**Page excerpt**
**********
Black Woman Defends Dr Laura

Tara Wall wrote a rather good defense of Dr Laura Schlessinger.

She may not be the “right” messenger for some. But it’s about time someone other than self-righteous finger-pointing liberals brought this issue out into the open.

[...]

It’s ironic that the collective “we” spend so much time feigning outrage over a non-approved politically-incorrect person’s use of the n-word, without considering the context in which that person uttered it. Dr. Laura was bold enough to bring a very pertinent issue to the surface. Yet, as usual, all pundits (including some conservatives) and snake oil civil rights puppets can do is divert attention away from her point in order to make theirs. Even if you believe that Schlessinger is a racist, which no [one] really believes, isn’t the point she made — that no one should be able to say the word ni**a — a valid one?

It is particularly hard for me, as a black person, to hear other blacks refer to themselves this way. I’m quite certain President Obama doesn’t drop the n-bomb with his Chi-town homeboys. Why is it that the black community allows blacks to refer to one another by such a degrading term? We don’t hear Hispanics calling one another “wetbacks” or white people referring to one another as “honkeys?” It is truly sad that this is the best we have to say about one another — and that we accept its use. That it is often used to show affection is no excuse.

What’s more, blacks seem to be able to use derogatory terms to refer to people of other races without facing the repercussions that white people like Schlessinger face for using derogatory terms to refer to black people. That, too, I find intolerable.

Do read the rest of the article. Tara Wall says it like it is. The “n” word is highly offensive but, according to a certain group of people, only if non-blacks use it.

14 Comments

  1. Hitchcock looked far and wide and finally came up with one African-American person who supports Dr Laura.

    I support Dr Laura too, as I think she has given out lots of good advice over the years, in spite of her radical right political views. And, she did apologize for her thoughtless remarks. Finally, she herself chose to resign from broadcasting. Somehow I think she will be back.

    I think we should go a little easy on her, as she is a well-intentioned person who occasionally gets carried away. But don’t we all?

  2. in spite of her radical right political views.

    Interesting, yet again. Now, Dr. Laura is “radical right,” yet the GZ mosque imam is “moderate.”

  3. “The “n” word is highly offensive but, according to a certain group of people, only if non-blacks use it.”

    That’s just the way it is, blacks can call each other names and use words among themselves that are taboo for whites, any white, anytime. Face it. Whites shouldn’t get involved in arguing about it, it’s much too touchy, too emotional for public expression. Let blacks sort it out among themselves.

    This is one of those unique issues which fall outside considerations of fairness or equality, Yes, Dr Laura has freedom of speech, but America’s unfortunate history of racial discrimination makes some things so inappropriate as to render them unacceptable, not only in private conversation, but especially in broadcast or print media.

    Don’t fret about it, don’t argue about it, just don’t use it. Everyone will be better off.

  4. Let blacks sort it out among themselves.
**********
**Data entries**
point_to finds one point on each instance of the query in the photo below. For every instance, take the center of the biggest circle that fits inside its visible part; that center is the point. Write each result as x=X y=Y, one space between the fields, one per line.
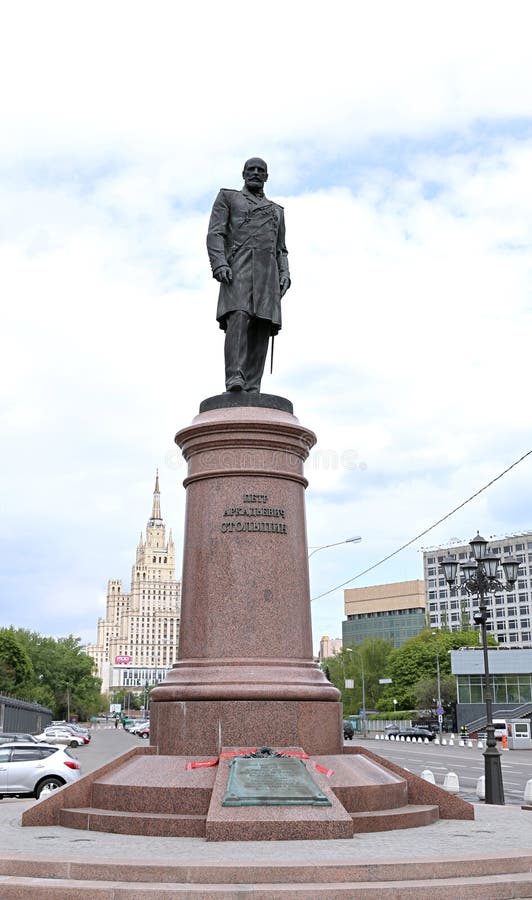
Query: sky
x=399 y=141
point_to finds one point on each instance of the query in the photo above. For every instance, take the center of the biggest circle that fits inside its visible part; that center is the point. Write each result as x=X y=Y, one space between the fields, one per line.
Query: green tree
x=371 y=658
x=16 y=670
x=64 y=675
x=426 y=692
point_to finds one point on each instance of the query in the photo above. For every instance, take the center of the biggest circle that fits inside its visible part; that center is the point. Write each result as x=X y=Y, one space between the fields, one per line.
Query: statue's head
x=255 y=174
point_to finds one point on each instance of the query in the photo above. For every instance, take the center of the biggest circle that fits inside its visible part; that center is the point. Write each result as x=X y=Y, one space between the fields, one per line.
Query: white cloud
x=400 y=146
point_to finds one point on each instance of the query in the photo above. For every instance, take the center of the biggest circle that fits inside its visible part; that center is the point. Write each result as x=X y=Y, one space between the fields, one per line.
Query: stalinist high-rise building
x=137 y=640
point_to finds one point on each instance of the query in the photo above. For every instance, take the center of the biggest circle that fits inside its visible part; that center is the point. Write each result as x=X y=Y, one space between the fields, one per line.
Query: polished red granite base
x=204 y=727
x=157 y=795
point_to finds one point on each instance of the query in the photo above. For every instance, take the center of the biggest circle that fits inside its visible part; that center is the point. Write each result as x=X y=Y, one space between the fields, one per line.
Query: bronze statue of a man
x=248 y=255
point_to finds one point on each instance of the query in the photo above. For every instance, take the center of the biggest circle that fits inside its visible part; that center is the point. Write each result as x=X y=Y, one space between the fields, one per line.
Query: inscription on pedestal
x=251 y=518
x=272 y=782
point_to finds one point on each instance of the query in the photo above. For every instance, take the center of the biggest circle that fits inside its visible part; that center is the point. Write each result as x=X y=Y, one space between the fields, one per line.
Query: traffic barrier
x=451 y=783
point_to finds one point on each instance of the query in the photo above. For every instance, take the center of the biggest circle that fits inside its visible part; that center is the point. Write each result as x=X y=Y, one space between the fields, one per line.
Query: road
x=466 y=762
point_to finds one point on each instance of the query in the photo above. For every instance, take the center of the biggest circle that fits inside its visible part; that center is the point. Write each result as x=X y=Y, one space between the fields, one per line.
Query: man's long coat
x=247 y=233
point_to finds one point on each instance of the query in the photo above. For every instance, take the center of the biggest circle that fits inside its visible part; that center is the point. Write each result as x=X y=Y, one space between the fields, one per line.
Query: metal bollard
x=451 y=783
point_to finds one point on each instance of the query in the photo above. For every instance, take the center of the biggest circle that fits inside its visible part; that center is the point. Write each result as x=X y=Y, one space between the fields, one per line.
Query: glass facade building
x=510 y=611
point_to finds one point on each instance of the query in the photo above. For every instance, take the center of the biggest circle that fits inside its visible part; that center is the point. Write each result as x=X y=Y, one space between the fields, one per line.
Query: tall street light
x=354 y=540
x=350 y=650
x=438 y=699
x=480 y=578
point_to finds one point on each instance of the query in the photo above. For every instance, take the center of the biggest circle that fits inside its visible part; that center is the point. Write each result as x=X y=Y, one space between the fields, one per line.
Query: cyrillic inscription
x=254 y=512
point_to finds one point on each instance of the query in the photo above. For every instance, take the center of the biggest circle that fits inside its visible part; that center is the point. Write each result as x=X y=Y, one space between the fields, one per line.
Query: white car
x=61 y=736
x=27 y=768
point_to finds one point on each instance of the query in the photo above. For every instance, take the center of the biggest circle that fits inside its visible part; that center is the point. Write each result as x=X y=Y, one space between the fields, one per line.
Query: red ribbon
x=327 y=772
x=202 y=764
x=230 y=754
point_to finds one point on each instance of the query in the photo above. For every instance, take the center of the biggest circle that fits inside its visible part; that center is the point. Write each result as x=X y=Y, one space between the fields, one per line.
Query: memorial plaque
x=272 y=782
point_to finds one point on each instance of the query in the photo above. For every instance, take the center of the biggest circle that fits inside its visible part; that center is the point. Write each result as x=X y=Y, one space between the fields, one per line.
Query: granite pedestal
x=245 y=673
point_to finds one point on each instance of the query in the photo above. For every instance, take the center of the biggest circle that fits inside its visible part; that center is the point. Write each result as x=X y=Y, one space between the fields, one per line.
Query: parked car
x=349 y=730
x=134 y=728
x=62 y=736
x=29 y=768
x=414 y=731
x=8 y=737
x=143 y=731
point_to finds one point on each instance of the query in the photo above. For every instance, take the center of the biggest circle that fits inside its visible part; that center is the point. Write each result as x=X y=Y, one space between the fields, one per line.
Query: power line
x=423 y=533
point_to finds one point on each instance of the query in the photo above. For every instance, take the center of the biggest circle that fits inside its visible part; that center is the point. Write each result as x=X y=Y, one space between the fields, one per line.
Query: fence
x=373 y=725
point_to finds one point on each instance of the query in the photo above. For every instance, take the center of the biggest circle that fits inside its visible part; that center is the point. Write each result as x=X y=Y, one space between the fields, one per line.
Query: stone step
x=151 y=799
x=490 y=887
x=199 y=870
x=388 y=819
x=124 y=822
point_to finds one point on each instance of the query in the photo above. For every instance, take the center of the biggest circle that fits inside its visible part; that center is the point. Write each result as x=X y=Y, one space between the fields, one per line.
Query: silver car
x=30 y=768
x=61 y=736
x=8 y=737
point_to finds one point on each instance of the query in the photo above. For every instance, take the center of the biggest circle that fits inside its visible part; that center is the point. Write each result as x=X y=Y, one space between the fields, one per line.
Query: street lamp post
x=354 y=540
x=480 y=578
x=350 y=650
x=438 y=699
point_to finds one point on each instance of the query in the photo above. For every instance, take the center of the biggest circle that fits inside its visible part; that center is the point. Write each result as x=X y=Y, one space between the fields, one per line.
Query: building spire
x=156 y=510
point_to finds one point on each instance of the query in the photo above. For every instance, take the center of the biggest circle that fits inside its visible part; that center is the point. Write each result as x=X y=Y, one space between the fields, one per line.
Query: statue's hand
**********
Write the next part of the Dr. Laura page, picking up after its final line. The data above bear no relation to the Dr. Laura page.

    Excellent idea. Dr. Laura should have known the larger context here, that this is a “Black thing”, and like you said, it is their issue to resolve. Whites should stay out of it.

  5. No, whites should not have to just shut up and take it. Why should whites have to sit at the back of the bus on this? Dr Laura did know the larger context and that is precisely why she said it. That was her point, the inherent hypocritical double-standard involved.

    And, no Perry, I did not “search far and wide” to find a single black person to defend Dr Laura. There are plenty of others defending her as well. She should not have apologized and she should not have resigned. But like she said, she resigned so she could go on with her First Amendment rights.

    My neighbors are a mixed-race family. He uses the “n” word in a familial fashion, not a derogatory fashion. He sees no problem with it and sees no problem with any race using the word in a familial fashion. She, on the other hand, does see a problem with it. It is offensive to her, regardless of who uses the word or how it is used. He’s black and she’s white.

  6. Hitchcock looked far and wide and finally came up with one African-American person who supports Dr Laura.

    Oh dear, insulting blacks again, are we? Of course it would go against all that is acceptable by the thought police to understand and realize that blacks, just like whites, come in a variety of political persuasion and beliefs and views. Yet it appears easier for some to continue to paint with the broad brush and assume the worst about this race. *Of course all blacks were offended and indignant by Dr. Laura* Think for themselves? Heck no! We can’t have that! So clearly this black woman is an anomaly at best!

    Gimme a break.

    With that though, I tend to agree with ropelight. Let them sort it out. My black friend was distressed by it because yet again, it’s out there that this denigrating term is used by blacks toward other blacks. She feels it represents the uncouth.

    While Dr. Laura may have known the larger context, to use it was foolish. How could she not know the reaction would be just what it was? I don’t think she changed any minds, but perhaps reinforced those who believe the ridiculous ‘if you’re on the right, you’re a racist’ meme. For one as intelligent as she is, she used very little discernment or prudence.

  7. other Dana: “Oh dear, insulting blacks again, are we?”

    That is in your perception, other Dana, but not my intent. And then your later comments in your first paragraph, assuming them to be my attitude, couldn’t be farther from the truth. Please don’t do that, other Dana; it demeans you, in my view!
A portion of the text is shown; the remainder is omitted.